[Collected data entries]
BEGIN

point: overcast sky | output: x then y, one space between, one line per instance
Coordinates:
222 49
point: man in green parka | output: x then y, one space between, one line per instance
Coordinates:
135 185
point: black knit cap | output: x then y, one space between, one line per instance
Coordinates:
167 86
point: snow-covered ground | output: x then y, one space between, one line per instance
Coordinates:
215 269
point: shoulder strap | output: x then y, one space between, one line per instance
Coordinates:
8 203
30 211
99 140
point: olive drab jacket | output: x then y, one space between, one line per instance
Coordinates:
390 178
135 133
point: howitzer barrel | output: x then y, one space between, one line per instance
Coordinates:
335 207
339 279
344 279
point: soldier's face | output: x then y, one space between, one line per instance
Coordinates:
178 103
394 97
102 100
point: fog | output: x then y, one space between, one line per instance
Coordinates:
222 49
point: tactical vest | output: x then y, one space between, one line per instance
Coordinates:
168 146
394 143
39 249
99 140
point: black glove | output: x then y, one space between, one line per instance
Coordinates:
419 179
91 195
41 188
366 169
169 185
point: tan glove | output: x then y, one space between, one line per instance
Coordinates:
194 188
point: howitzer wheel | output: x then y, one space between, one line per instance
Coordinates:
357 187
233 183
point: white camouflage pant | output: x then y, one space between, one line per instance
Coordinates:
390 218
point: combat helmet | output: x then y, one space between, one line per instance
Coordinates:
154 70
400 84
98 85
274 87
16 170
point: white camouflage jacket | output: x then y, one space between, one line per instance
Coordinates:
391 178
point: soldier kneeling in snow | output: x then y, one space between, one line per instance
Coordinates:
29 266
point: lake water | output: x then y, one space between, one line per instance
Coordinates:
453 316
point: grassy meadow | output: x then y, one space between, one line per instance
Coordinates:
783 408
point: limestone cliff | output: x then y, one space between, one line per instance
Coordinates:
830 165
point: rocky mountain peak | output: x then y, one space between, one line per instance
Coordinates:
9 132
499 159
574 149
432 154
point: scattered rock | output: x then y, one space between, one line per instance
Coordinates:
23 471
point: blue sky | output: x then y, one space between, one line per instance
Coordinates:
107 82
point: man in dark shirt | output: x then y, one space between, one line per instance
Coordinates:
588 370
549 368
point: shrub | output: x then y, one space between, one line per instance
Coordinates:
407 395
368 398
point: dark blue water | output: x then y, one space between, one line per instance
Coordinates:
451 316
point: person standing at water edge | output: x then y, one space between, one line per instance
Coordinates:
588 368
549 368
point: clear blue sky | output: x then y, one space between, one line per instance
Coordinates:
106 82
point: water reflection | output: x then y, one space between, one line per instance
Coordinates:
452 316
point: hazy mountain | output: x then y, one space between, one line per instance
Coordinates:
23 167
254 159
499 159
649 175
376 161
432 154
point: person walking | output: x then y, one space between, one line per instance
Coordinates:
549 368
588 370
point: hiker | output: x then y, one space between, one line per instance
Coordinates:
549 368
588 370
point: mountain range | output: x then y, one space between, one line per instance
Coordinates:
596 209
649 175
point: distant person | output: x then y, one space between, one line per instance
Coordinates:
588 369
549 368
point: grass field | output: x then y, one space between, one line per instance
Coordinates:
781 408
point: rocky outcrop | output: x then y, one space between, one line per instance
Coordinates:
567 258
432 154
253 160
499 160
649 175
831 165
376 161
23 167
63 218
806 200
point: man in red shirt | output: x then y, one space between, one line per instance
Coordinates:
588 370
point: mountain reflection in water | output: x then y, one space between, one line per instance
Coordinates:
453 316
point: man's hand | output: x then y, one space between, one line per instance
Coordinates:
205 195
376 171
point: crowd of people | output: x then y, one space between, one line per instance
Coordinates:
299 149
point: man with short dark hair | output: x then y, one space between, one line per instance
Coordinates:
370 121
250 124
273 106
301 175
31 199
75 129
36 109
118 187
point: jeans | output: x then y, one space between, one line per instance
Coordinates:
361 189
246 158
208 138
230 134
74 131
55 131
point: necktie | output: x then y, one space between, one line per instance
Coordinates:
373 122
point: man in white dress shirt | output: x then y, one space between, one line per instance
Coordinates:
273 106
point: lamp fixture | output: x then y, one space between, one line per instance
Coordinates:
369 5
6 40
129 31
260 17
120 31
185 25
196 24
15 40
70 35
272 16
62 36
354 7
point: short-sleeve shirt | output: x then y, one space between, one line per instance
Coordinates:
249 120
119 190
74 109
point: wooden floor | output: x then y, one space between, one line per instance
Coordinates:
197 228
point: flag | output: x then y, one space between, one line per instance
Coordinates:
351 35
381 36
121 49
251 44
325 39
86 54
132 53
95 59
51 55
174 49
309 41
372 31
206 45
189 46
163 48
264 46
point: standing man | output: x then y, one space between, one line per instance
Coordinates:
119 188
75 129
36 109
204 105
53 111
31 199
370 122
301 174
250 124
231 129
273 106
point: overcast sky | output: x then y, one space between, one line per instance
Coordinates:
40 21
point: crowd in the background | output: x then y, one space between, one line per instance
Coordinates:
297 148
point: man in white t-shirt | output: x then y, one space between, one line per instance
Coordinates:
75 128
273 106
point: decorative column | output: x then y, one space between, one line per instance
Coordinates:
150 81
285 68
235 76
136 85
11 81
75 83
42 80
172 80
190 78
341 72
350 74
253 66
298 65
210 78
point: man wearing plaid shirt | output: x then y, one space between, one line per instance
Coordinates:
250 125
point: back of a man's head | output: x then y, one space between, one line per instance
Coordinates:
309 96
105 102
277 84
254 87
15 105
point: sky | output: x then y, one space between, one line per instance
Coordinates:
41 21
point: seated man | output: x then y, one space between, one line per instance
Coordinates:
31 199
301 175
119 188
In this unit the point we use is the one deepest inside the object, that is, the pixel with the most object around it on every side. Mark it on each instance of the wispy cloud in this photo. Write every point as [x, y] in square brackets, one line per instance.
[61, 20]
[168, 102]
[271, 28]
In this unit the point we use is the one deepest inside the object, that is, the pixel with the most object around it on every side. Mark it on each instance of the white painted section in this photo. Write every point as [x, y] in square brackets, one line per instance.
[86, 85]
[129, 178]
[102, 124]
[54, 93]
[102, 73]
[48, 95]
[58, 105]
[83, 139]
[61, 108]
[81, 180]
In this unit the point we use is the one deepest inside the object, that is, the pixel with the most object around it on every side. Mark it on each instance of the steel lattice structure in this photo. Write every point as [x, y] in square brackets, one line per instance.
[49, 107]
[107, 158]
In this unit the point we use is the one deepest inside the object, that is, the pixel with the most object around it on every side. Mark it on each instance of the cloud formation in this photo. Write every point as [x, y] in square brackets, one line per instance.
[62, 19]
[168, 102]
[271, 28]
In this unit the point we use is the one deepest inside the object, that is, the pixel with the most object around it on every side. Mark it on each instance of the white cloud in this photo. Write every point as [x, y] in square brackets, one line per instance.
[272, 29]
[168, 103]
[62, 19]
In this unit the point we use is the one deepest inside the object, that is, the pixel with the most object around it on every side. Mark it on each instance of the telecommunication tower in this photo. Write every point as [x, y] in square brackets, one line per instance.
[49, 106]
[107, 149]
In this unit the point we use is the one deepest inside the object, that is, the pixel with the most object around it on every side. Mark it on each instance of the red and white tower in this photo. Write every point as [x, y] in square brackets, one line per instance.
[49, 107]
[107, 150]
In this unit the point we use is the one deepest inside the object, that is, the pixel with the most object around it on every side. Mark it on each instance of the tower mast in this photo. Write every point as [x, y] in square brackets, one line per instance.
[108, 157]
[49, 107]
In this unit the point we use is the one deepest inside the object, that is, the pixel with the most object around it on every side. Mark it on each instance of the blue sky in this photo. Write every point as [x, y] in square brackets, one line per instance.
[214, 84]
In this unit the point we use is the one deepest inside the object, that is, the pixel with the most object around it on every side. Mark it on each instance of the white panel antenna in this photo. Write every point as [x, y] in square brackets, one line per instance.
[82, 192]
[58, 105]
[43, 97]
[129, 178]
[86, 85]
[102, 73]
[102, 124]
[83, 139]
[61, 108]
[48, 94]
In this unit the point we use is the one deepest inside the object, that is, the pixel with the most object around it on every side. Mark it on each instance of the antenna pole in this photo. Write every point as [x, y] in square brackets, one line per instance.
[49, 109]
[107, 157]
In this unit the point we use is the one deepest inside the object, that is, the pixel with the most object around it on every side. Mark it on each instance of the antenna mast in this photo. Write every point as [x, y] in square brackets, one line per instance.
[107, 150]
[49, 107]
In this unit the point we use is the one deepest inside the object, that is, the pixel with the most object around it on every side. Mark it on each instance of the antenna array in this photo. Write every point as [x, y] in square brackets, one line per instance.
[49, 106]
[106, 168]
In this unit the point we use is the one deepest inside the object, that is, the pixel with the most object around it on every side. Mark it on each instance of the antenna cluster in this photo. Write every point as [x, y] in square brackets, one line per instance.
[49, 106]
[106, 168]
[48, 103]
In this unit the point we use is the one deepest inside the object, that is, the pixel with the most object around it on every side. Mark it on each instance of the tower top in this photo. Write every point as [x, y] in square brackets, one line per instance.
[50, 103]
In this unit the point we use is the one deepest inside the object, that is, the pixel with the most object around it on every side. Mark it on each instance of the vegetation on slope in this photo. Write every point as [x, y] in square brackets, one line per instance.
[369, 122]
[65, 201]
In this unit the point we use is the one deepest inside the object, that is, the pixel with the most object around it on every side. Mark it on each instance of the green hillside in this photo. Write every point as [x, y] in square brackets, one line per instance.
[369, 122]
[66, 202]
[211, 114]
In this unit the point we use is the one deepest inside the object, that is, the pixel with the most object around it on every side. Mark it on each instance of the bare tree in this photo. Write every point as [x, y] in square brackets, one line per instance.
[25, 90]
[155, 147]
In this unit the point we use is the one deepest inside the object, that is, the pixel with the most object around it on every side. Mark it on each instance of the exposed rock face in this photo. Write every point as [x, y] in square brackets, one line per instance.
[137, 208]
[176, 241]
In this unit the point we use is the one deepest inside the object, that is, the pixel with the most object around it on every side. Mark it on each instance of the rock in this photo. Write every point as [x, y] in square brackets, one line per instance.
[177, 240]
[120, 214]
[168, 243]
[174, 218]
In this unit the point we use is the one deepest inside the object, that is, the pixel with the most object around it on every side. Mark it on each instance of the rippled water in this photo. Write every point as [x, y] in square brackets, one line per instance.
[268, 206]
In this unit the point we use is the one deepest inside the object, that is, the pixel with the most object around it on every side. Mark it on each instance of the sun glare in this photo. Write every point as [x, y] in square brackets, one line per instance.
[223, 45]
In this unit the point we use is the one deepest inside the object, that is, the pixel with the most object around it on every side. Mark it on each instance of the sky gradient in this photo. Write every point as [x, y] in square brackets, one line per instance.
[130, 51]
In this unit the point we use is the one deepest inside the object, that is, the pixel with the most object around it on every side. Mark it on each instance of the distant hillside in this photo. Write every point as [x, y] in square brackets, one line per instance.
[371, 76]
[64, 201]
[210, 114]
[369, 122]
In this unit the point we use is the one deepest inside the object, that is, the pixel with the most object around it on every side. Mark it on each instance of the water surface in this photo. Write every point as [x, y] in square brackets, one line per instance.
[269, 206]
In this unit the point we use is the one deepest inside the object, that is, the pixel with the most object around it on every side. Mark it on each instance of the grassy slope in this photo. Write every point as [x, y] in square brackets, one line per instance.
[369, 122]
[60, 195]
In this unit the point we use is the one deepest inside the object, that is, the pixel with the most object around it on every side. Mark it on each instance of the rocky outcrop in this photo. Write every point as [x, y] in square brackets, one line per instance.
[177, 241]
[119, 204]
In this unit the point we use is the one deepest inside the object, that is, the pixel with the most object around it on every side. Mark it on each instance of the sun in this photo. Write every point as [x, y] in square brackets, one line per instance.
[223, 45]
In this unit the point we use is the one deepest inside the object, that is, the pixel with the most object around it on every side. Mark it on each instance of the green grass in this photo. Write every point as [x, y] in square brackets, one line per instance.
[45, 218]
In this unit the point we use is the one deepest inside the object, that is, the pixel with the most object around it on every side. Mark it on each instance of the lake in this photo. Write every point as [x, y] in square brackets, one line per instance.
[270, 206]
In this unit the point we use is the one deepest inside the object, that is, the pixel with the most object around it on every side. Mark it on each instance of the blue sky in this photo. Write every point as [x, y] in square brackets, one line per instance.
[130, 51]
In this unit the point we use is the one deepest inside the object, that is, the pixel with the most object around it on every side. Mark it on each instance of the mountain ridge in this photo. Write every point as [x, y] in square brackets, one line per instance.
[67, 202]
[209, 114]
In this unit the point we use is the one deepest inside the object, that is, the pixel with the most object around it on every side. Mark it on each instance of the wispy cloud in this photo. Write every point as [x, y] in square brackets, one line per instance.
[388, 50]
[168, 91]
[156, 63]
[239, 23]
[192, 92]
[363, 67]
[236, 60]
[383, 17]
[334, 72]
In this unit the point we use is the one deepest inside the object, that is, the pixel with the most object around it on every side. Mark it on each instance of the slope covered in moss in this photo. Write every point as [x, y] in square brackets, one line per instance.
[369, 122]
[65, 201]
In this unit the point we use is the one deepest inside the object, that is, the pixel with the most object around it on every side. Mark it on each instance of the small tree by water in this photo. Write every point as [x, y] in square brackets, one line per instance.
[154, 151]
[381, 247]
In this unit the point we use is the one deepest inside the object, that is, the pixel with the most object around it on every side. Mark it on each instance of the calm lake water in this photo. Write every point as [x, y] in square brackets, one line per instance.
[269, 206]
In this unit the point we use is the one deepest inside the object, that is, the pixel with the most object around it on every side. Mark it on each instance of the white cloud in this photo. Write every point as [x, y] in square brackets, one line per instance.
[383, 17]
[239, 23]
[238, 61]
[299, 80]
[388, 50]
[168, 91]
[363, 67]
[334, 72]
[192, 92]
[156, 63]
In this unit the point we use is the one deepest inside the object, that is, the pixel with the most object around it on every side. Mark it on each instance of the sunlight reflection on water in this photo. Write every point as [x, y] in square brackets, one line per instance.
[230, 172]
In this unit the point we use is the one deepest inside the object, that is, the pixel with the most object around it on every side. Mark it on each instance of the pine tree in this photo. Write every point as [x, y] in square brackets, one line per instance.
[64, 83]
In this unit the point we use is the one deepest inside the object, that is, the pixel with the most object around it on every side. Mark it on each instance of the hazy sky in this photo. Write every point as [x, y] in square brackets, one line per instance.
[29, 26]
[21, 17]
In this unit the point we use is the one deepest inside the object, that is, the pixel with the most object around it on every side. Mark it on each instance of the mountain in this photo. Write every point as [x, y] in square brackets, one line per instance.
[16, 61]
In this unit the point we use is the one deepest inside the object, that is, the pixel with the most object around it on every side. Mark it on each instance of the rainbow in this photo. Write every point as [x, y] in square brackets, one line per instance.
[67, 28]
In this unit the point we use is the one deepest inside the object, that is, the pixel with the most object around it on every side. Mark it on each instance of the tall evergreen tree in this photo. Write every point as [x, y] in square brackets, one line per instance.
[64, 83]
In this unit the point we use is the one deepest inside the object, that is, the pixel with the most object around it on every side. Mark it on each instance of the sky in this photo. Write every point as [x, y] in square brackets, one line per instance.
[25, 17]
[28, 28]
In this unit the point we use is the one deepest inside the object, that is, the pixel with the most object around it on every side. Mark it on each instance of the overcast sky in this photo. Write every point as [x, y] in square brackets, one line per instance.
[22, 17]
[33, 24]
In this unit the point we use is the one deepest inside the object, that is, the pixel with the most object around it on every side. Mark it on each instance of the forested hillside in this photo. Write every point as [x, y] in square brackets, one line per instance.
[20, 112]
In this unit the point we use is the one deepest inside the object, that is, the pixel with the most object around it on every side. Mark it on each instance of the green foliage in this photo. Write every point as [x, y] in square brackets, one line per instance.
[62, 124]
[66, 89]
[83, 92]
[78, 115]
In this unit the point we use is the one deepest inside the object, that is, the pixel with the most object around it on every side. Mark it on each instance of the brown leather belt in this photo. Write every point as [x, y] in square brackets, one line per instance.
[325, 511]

END

Task item =>
If a line in the records contains the string "camouflage", include it in the count; report that count alone.

Task output =>
2